Exclude images, then output the remaining data verbatim.
─── INFORMATION GIVEN
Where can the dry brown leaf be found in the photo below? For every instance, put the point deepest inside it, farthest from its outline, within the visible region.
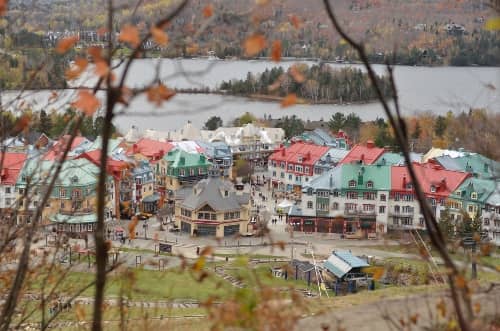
(159, 36)
(102, 31)
(207, 250)
(296, 74)
(160, 93)
(66, 44)
(3, 6)
(254, 44)
(276, 51)
(130, 34)
(289, 100)
(86, 102)
(101, 69)
(208, 10)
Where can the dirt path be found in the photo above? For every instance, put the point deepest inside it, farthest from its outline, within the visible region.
(370, 317)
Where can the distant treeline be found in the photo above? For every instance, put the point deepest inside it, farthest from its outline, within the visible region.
(316, 84)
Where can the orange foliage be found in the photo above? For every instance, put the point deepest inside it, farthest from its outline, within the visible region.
(254, 44)
(130, 34)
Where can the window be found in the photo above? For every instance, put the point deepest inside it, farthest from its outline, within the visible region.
(369, 195)
(352, 195)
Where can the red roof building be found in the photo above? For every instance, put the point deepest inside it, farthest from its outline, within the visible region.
(293, 166)
(367, 154)
(58, 148)
(436, 181)
(11, 167)
(151, 149)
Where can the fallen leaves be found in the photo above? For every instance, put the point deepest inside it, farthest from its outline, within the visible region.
(130, 34)
(159, 94)
(66, 44)
(86, 102)
(254, 44)
(276, 51)
(289, 100)
(159, 36)
(208, 10)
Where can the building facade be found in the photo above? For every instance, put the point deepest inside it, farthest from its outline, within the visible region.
(213, 208)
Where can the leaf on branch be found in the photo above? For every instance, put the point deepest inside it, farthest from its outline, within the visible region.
(3, 6)
(87, 103)
(492, 24)
(101, 69)
(289, 100)
(102, 31)
(254, 44)
(76, 69)
(296, 74)
(294, 19)
(66, 44)
(160, 93)
(208, 10)
(96, 53)
(159, 36)
(276, 51)
(130, 34)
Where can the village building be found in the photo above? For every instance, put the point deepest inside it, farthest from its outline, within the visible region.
(289, 168)
(491, 216)
(363, 154)
(12, 163)
(351, 199)
(213, 208)
(437, 184)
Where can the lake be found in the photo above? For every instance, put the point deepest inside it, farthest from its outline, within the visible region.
(421, 89)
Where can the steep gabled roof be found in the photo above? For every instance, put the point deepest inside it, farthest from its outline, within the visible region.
(11, 167)
(209, 192)
(310, 153)
(429, 176)
(180, 158)
(150, 148)
(366, 154)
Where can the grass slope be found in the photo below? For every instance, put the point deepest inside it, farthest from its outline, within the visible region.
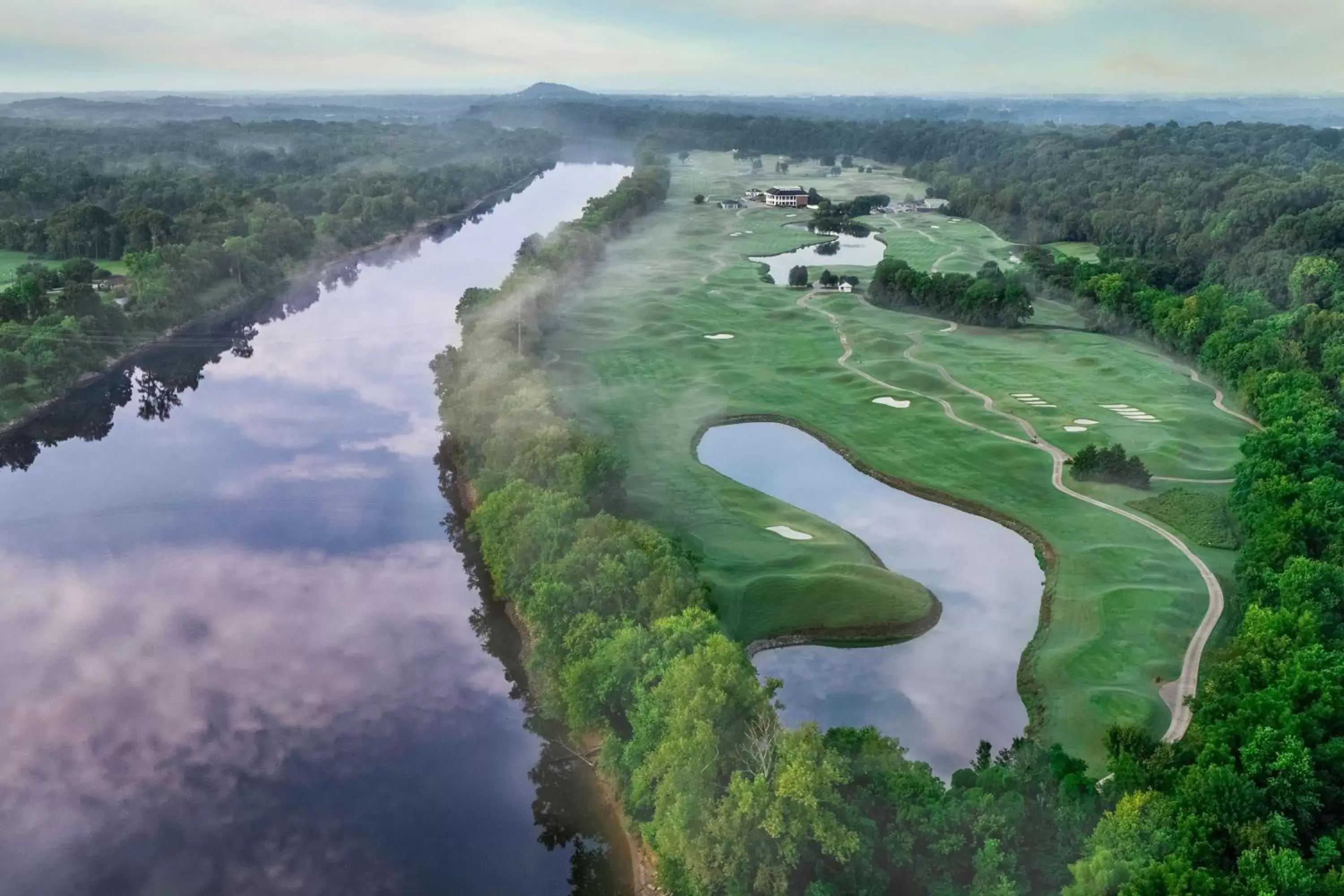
(1201, 515)
(632, 362)
(10, 263)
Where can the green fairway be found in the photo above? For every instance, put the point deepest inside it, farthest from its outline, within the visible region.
(635, 365)
(1082, 252)
(10, 263)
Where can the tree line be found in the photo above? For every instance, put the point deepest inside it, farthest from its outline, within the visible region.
(1223, 244)
(206, 215)
(624, 646)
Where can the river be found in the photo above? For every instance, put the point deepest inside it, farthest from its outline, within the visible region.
(952, 687)
(240, 652)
──────
■ EXERCISE OUTPUT:
Where can the dry brown leaf be found in the photo below? For every instance, put the point deepest inside it, farthest from its outline, within the visible region.
(159, 36)
(102, 31)
(207, 250)
(296, 74)
(160, 93)
(66, 44)
(3, 6)
(254, 44)
(276, 51)
(130, 34)
(289, 100)
(86, 102)
(101, 69)
(208, 10)
Where can the dirt path be found in the photo above? For every instance, put the point deepest inside it, farthest from its outline, within the visible region.
(370, 317)
Where can the distant treeline be found in the photo above? For every instance, put the point deepest inside it, farthest from its outline, within the visible region.
(316, 84)
Where can the orange foliage be found in the photo above? For every instance, put the point deepest inside it, farthest from its outline, within the visible region.
(254, 44)
(130, 34)
Where can the window be found in the photo above? For every instance, put the point deepest inside it, farthest from its outline, within the visible region.
(369, 195)
(352, 195)
Where can the red roof building be found in the photo above? For every instance, put the point deepest inside it, farthest from its outline, within the visible region.
(293, 166)
(367, 154)
(58, 148)
(436, 181)
(11, 167)
(151, 149)
Where can the fallen leaves be found in the photo above? For every instance, put the point deepest inside it, farthest from its outline, within the visible region.
(130, 34)
(159, 94)
(66, 44)
(86, 102)
(254, 44)
(276, 51)
(289, 100)
(159, 36)
(208, 10)
Where can the building facade be found in the photo above? For every instance, put the point deepest inside it, farthest from its outline, within the visible region.
(213, 208)
Where can the leaf on branch be found in the photo above? For every instance, put the point deepest inside it, farthest from its outline, within the visible region.
(3, 6)
(87, 103)
(492, 24)
(101, 69)
(289, 100)
(102, 31)
(254, 44)
(76, 69)
(296, 74)
(294, 19)
(66, 44)
(160, 93)
(208, 10)
(96, 53)
(159, 36)
(276, 51)
(130, 34)
Where can the village building be found in the photo above? For every instance, put the point deepest inside it, farthest from its outline, within the visible region.
(289, 168)
(491, 216)
(363, 154)
(12, 163)
(351, 199)
(213, 208)
(437, 184)
Where can the lake be found in the photo above? For every instance, put the point deepest inside it, farthest from its outline, within the visible region.
(421, 89)
Where can the steep gabled roof be found in the photo above? For every instance, put the point deepest inside it, farthest from its outline, within the visible region.
(11, 167)
(209, 192)
(310, 153)
(429, 176)
(180, 158)
(150, 148)
(366, 154)
Where can the grass slope be found in the photo below? For every instance, put the point deepest inside it, farthest from its outline, within the visible region.
(1201, 515)
(632, 362)
(10, 263)
Where can the green fairway be found in the photo above? For every instance, put the point deepest inside it, farthest from its outline, within the visible region.
(635, 365)
(1082, 252)
(10, 263)
Where can the tree line be found in the photo above? For every instance, put the point deepest inside it, farthest from its outline, within the visible region.
(1223, 244)
(206, 215)
(624, 646)
Where can the river be found in the photo above? For every instance, put the point deepest inside it, farthest from its outline, within the visible region.
(952, 687)
(240, 652)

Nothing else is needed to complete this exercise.